[start of Information given]
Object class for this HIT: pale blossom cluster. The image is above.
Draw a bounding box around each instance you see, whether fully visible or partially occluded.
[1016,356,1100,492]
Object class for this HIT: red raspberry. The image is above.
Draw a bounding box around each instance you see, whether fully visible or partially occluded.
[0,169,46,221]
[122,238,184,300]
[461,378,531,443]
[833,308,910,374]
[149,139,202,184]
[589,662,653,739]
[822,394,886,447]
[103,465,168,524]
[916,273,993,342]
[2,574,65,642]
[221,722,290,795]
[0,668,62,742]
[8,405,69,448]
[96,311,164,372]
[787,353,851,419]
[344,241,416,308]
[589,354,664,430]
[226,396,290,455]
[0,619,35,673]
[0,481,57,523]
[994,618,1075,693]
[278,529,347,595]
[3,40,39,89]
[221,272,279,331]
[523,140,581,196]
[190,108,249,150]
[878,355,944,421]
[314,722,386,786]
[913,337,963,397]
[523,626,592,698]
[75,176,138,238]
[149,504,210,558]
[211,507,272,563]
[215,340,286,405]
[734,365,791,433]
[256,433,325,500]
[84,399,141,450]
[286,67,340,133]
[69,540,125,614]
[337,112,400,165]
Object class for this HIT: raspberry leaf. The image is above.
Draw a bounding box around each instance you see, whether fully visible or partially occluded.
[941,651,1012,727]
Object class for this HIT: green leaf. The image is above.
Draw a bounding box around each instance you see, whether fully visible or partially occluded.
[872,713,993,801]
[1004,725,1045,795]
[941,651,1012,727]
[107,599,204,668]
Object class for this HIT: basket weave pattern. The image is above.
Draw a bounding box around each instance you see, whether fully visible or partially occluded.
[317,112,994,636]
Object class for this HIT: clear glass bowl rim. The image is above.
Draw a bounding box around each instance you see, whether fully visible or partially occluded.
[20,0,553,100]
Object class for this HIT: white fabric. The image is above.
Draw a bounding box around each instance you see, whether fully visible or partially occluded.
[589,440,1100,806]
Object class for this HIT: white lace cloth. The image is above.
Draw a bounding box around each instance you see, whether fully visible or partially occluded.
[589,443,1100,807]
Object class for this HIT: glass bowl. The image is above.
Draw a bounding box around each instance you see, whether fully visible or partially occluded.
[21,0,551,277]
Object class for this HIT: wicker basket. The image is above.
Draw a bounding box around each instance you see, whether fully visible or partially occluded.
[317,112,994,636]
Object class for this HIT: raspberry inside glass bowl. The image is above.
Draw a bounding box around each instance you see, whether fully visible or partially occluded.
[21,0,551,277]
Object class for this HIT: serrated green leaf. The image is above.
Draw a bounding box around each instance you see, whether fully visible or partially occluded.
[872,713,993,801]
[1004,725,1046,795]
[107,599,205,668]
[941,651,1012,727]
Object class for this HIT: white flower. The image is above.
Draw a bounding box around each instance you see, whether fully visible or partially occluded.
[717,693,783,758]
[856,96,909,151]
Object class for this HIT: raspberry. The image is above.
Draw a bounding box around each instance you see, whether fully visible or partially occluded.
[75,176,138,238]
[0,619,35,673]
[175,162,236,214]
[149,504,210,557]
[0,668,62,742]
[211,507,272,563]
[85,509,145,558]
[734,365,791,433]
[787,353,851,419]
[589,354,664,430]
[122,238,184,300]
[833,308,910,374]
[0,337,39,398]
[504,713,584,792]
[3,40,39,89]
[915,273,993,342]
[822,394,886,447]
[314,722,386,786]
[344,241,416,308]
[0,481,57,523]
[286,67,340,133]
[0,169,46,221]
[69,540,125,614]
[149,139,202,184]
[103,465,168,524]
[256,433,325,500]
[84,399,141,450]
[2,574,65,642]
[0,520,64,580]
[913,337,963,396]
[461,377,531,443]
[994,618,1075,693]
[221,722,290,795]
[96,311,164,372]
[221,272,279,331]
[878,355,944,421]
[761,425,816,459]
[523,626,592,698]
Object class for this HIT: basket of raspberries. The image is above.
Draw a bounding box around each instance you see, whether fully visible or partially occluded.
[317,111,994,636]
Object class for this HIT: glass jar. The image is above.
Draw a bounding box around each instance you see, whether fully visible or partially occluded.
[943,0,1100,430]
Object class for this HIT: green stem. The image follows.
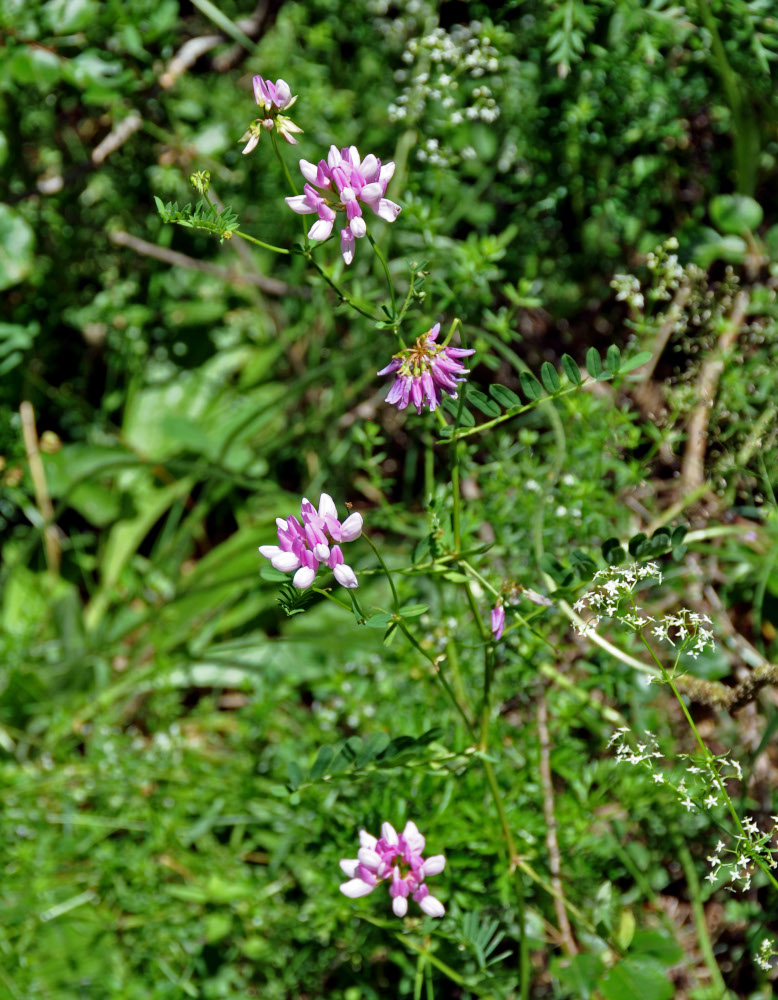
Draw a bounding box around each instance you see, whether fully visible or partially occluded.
[638,630,778,889]
[362,531,400,617]
[397,618,477,743]
[232,229,292,254]
[367,233,397,320]
[304,249,383,323]
[311,587,351,613]
[673,837,727,997]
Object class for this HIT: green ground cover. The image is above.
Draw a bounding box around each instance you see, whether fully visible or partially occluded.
[0,0,778,1000]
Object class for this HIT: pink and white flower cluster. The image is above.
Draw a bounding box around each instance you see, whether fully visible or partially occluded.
[241,76,302,154]
[286,146,401,264]
[340,820,446,917]
[259,493,362,590]
[378,323,475,413]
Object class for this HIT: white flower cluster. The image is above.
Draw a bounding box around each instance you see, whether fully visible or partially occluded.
[705,816,778,896]
[611,274,646,312]
[608,726,743,812]
[573,562,716,659]
[388,21,506,166]
[651,608,716,660]
[755,938,778,972]
[573,562,662,636]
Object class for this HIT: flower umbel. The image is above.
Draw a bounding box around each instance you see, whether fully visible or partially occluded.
[378,323,475,413]
[259,493,362,590]
[285,146,401,264]
[241,76,302,154]
[340,820,446,917]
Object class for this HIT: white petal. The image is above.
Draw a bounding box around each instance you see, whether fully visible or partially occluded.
[308,219,332,240]
[359,153,383,182]
[300,160,319,184]
[292,566,316,590]
[319,493,338,521]
[270,552,300,573]
[340,878,374,899]
[284,194,316,215]
[357,847,382,872]
[340,512,362,542]
[403,819,426,854]
[421,854,446,878]
[418,887,446,917]
[370,198,402,222]
[381,823,399,844]
[378,160,394,191]
[359,181,384,201]
[332,563,359,590]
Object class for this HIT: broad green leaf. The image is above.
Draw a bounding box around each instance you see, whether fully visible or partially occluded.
[0,204,35,291]
[600,958,675,1000]
[709,194,764,236]
[586,347,602,378]
[562,354,581,385]
[519,372,543,401]
[467,389,502,417]
[489,385,522,410]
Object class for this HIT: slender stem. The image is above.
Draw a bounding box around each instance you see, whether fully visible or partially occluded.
[362,531,400,615]
[304,249,383,323]
[638,630,778,889]
[311,587,351,612]
[270,129,305,198]
[670,826,727,997]
[397,618,470,742]
[232,229,292,254]
[367,233,397,319]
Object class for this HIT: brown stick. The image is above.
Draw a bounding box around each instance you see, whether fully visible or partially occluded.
[537,691,578,955]
[108,229,306,296]
[19,400,61,573]
[681,292,748,493]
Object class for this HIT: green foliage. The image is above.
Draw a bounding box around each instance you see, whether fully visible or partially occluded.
[0,0,778,1000]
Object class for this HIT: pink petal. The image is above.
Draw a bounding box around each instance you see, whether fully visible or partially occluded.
[359,181,384,201]
[284,194,316,215]
[421,854,446,878]
[332,563,359,590]
[292,566,316,590]
[340,226,354,264]
[340,511,362,542]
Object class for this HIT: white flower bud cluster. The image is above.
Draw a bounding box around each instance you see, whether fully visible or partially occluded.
[388,21,516,166]
[705,816,778,896]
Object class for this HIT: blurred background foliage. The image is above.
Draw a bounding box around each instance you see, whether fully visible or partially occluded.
[0,0,778,1000]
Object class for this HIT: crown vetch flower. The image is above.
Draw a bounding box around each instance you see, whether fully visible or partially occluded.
[285,146,401,264]
[489,604,505,639]
[340,820,446,917]
[378,323,475,413]
[259,493,362,590]
[241,76,302,154]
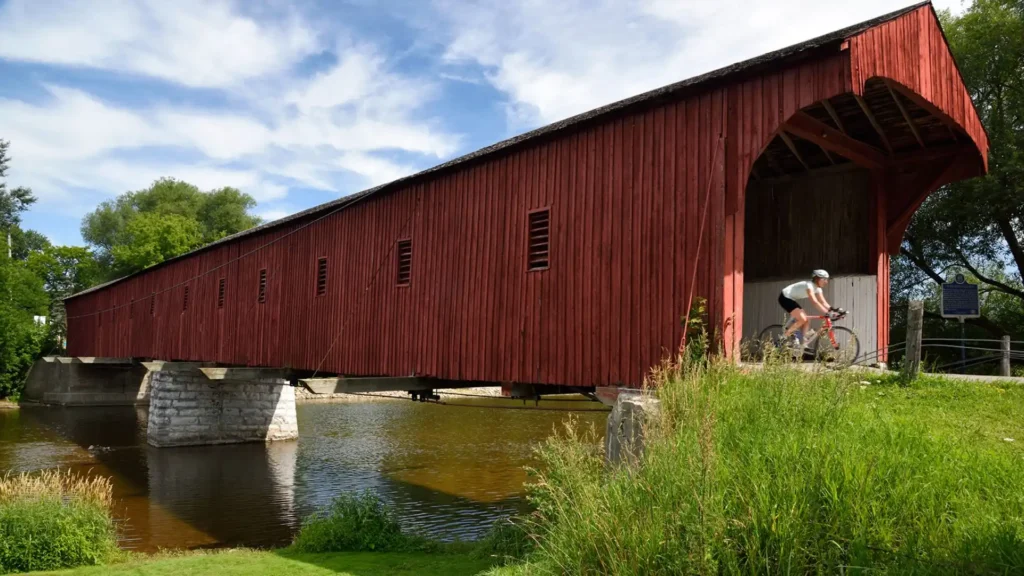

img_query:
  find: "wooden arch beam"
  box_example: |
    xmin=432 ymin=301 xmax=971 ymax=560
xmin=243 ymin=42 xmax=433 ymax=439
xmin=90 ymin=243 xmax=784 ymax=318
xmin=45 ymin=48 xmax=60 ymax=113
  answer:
xmin=885 ymin=147 xmax=977 ymax=254
xmin=782 ymin=112 xmax=887 ymax=170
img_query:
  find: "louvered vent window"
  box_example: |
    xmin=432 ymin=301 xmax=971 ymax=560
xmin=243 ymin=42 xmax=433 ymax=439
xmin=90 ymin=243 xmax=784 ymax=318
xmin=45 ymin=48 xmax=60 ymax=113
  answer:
xmin=396 ymin=240 xmax=413 ymax=286
xmin=526 ymin=208 xmax=551 ymax=271
xmin=258 ymin=269 xmax=266 ymax=304
xmin=316 ymin=258 xmax=327 ymax=296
[end of Information given]
* Given request
Please recast the stretch from the line containing "Object class for this HIT: red" through the line containing "[589,662,653,739]" as a Markdown table with two columns, Row and Line, numbering each row and leaving out any blank lines.

* Exercise response
| Row | Line |
|---|---|
| 1 | Object class for this HIT: red raspberry. The image is above. |
| 2 | Draw a bounding box around each instance you see, whether fully visible or partially occluded. |
| 3 | [0,169,46,221] |
| 4 | [122,238,184,300] |
| 5 | [461,378,531,443] |
| 6 | [833,308,910,374] |
| 7 | [149,139,202,184] |
| 8 | [589,662,653,739] |